The FDA should make its voluntary consultation mandatory and be as forthcoming as possible, providing information on pre-market approvals, including key safety data, so as to build trust. Its July 1999 "Foods Derived from New Plant Varieties Derived Through Recombinant DNA Technology" is such an example.

An organization seeking to market a new product (usually a company) has the responsibility to obtain, and show to the regulatory agency, data on safety or favorable benefit-to-risk statistics. This process, well established for agrochemicals and pharmaceuticals, is used for molecularly-modified organisms.

Some have suggested the need for more public-sector involvement in food-safety research, to assure further the safety of foods from both traditional and molecular-biotechnology sources. The public would need to fund such research.

One or more of the agencies mentioned previously regulates all products of molecular biotechnology. At an October 6-7, 1999 hearing on agricultural biotechnology by the Senate Agriculture, Forestry and Nutrition Committee, representatives of the regulatory agencies stated that there was no evidence that any genetically-engineered crop is unsafe as a food source. A representative of the Consumer's Union agreed, but stated also that the absence of evidence of danger is not assurance of safety.

The workshops at the 1999 NABC Annual Meeting in Lincoln, Nebraska did not identify concern over food safety as an issue.

At the Senate hearing, the EPA representative stated that the agency had considered the effects of the Bt crops on nontarget organisms at the time of approval, and concluded that risk to insects, such as the monarch butterfly, was not significant in comparison to risks from other pest-control methods. They are reassessing the issue, and a preliminary discussion of the 1999 data tends to confirm their earlier conclusions.

The network of regulatory agencies has several years of successful experience with genetically-engineered crops. There is no evidence of need for significant changes in the regulatory system for food sources modified by molecular processes -- other than mandatory, not voluntary, consultation and improvements in communication, with a more transparent output.
----------------
TASK REQUIREMENTS:
(A) In the passage on regulating genetically engineered crops, what did the Consumer's Union representative add about the absence of evidence of danger?
(B) Write the next paragraph of the passage on regulating genetically engineered crops, picking up after its final sentence.
None of the rows is needed for these tasks.
----------------
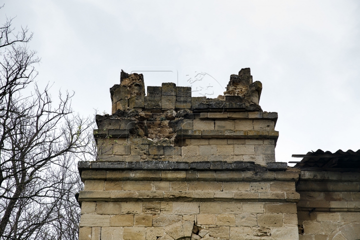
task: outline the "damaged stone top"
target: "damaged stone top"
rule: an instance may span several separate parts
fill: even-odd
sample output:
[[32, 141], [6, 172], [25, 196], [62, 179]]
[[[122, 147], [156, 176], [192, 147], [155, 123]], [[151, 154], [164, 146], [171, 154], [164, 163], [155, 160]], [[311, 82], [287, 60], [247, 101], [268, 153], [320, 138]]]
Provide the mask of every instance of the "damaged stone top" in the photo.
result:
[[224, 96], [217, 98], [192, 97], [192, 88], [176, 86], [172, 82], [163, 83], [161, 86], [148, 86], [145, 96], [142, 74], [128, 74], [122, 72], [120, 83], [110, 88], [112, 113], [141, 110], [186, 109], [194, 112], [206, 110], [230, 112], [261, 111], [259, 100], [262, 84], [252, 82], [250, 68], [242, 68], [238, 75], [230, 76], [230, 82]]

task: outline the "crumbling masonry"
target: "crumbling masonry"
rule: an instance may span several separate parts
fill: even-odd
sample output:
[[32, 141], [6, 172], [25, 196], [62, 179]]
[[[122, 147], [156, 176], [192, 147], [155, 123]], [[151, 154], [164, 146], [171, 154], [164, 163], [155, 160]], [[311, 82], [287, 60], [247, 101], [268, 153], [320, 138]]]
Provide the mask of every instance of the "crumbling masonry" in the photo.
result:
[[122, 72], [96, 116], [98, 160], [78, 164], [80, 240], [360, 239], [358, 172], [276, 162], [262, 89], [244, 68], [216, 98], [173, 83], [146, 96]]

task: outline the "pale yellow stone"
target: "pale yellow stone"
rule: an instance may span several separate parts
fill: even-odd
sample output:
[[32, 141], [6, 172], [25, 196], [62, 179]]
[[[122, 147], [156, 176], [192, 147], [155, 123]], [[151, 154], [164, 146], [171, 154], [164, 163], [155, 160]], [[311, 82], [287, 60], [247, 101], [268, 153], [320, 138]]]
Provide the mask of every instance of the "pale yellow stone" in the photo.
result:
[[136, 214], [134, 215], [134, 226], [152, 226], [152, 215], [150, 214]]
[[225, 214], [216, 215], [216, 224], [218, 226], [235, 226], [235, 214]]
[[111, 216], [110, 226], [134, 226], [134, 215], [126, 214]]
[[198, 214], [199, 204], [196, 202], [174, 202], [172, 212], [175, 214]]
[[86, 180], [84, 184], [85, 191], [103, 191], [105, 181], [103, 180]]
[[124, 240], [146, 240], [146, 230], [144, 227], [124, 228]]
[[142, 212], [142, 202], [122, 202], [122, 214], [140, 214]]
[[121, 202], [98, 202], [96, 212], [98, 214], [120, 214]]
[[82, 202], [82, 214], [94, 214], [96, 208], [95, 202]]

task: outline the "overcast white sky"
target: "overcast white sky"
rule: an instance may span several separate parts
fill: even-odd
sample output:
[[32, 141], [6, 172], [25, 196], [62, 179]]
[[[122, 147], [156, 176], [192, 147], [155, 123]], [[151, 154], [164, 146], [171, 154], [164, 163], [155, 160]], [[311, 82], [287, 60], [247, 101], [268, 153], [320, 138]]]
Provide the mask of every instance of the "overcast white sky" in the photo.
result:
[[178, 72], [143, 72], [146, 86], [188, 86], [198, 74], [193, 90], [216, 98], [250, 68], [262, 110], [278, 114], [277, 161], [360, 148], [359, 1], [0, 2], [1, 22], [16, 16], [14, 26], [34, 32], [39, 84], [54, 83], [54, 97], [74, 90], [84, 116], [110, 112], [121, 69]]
----------------
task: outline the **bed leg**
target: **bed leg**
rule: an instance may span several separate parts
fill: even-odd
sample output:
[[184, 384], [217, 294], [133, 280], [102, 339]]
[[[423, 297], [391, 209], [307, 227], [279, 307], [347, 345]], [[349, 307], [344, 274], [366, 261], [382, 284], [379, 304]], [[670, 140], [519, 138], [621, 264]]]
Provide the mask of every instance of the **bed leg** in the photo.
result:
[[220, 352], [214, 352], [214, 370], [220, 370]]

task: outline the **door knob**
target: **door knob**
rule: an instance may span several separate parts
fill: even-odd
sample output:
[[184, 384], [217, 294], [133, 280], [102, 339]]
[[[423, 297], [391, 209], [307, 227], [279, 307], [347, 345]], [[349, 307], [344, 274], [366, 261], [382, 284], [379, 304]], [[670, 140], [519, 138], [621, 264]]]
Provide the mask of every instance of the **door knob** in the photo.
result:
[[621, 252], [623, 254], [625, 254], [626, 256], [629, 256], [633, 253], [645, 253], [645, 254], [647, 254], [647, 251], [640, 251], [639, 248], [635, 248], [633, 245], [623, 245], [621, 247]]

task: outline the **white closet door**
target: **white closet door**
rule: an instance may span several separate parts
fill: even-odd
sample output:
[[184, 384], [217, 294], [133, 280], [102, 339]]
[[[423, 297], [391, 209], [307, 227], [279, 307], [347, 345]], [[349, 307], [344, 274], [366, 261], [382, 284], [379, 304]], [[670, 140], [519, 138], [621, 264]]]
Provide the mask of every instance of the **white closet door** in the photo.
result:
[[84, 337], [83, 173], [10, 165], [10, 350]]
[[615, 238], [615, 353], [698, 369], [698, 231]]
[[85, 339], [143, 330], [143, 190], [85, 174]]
----------------
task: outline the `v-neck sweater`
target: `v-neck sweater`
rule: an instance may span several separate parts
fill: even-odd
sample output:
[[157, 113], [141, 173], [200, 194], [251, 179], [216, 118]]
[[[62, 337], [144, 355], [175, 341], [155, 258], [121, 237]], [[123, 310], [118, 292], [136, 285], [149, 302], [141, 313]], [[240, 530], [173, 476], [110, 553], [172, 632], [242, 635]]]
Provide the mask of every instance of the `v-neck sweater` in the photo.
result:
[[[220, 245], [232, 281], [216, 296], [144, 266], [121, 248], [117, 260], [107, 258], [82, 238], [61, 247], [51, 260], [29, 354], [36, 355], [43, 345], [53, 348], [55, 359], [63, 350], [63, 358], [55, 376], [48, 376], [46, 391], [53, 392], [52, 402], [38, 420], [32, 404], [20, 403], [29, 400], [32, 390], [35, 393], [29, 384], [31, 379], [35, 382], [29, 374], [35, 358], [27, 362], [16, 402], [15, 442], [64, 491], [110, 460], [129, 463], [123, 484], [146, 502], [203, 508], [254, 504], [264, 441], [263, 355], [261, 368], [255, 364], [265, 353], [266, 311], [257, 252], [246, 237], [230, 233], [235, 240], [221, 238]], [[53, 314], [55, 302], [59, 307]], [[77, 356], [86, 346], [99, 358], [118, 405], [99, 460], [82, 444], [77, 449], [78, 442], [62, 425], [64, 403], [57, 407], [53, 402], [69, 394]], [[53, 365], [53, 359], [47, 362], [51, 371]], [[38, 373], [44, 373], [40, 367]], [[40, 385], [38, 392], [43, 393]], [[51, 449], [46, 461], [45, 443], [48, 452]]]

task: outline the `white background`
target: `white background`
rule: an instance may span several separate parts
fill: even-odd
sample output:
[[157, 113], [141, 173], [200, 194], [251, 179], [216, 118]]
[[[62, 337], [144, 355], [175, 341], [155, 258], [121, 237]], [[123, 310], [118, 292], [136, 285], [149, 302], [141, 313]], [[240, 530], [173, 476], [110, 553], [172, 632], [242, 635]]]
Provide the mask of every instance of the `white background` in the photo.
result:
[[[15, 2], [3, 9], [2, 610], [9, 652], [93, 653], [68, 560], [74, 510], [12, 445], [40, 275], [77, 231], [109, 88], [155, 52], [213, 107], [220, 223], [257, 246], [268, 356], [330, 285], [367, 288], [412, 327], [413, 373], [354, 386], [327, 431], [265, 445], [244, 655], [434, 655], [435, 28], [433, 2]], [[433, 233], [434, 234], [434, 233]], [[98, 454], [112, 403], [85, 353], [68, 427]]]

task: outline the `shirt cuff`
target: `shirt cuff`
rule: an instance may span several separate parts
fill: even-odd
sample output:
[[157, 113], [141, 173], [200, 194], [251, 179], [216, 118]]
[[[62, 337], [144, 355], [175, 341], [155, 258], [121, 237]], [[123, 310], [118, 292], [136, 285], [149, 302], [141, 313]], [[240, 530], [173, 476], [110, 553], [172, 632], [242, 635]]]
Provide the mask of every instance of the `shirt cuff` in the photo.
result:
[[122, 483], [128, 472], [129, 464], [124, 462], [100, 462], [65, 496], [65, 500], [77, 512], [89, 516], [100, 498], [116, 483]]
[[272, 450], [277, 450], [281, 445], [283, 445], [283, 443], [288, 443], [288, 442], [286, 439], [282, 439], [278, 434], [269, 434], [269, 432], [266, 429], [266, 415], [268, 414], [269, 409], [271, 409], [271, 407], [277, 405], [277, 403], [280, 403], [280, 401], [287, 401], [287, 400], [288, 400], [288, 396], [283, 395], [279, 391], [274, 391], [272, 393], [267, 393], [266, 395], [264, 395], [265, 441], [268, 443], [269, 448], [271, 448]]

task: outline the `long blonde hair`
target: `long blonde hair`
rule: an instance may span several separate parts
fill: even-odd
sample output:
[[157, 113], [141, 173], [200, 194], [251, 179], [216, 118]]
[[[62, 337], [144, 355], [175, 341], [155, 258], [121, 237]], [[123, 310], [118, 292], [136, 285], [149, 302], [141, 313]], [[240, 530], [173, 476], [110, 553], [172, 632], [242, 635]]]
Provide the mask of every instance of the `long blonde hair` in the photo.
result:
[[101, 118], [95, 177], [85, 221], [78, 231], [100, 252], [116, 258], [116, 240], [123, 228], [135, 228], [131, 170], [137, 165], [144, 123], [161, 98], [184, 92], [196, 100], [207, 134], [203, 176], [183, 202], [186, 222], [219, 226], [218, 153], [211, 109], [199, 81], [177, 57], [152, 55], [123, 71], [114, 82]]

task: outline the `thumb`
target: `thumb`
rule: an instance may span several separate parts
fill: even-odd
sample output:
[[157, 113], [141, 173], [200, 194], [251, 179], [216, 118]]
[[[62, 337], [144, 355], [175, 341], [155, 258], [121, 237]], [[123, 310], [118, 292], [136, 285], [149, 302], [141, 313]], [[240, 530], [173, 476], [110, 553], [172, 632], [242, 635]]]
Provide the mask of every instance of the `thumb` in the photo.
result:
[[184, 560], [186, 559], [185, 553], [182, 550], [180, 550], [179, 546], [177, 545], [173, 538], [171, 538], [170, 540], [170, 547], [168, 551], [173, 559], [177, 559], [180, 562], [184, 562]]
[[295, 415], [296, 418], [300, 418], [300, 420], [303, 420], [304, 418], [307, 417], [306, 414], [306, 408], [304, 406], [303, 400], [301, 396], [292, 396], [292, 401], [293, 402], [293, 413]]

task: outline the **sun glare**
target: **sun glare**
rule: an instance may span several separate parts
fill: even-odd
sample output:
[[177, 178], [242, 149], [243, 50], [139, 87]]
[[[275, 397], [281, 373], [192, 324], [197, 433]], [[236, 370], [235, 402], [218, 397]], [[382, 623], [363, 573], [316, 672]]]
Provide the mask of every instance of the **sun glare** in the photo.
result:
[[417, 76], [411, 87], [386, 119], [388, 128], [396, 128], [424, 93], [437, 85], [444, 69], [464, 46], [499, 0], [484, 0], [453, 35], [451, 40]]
----------------
RESPONSES TO THE TASKS:
(A) The representative said that the absence of evidence of danger is not assurance of safety.

(B)
In the view of many academic scientists, the system is being overworked for biobased pesticides.

Labeling is a contentious issue. The right to know is important. FDA policy will require labeling of food products entailing substantial changes. For example, products made from rice which has had major increases in beta-carotene or iron presumably would be labeled because of the substantial change in nutrient composition. Similarly, foods from plants with an added protein that is a recognized allergen would be labeled, if they were even approved.

Should foods from plants with no substantive compositional changes and no demonstrated beneficial or negative health effects, such as those from genetically-engineered plants to-date, be labeled? Does such labeling help the consumer select more healthful foods? If a large number of consumers demand labeling of food from sources modified by molecular processes, then a maximum content of that source in the food product would need to be established; for example, a maximum of 5 percent of non-organic content allowed in organic foods may be appropriate. Without labeling, organic foods (which at this time exclude genetically-engineered sources) may be an option for consumers who do not wish to consume foods from molecularly-modified sources, albeit at a generally increased cost.

- From The National Agricultural Biotechnology Council Report, No. 11, "World Food Security and Sustainability: The Impacts of Biotechnology and Industrial Consolidation," 1999.